If a line in the records below contains the word "test", copy it.

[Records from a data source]
=== Section Start ===
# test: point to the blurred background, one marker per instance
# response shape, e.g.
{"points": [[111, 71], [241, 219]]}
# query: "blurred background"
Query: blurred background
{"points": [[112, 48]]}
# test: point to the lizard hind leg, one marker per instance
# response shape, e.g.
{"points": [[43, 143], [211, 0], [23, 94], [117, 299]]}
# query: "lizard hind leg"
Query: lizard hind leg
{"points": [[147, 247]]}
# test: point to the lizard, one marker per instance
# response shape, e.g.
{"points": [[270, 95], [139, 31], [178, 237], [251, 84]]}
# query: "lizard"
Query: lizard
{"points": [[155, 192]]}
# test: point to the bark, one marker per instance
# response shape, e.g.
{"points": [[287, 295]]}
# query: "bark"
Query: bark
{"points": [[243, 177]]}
=== Section End ===
§ **TASK RESPONSE**
# test: point to the blurred background, one marker per instance
# test: point to the lizard hind leg, one marker per instance
# test: point to the lizard, one marker per instance
# test: point to the bark, one marker per instance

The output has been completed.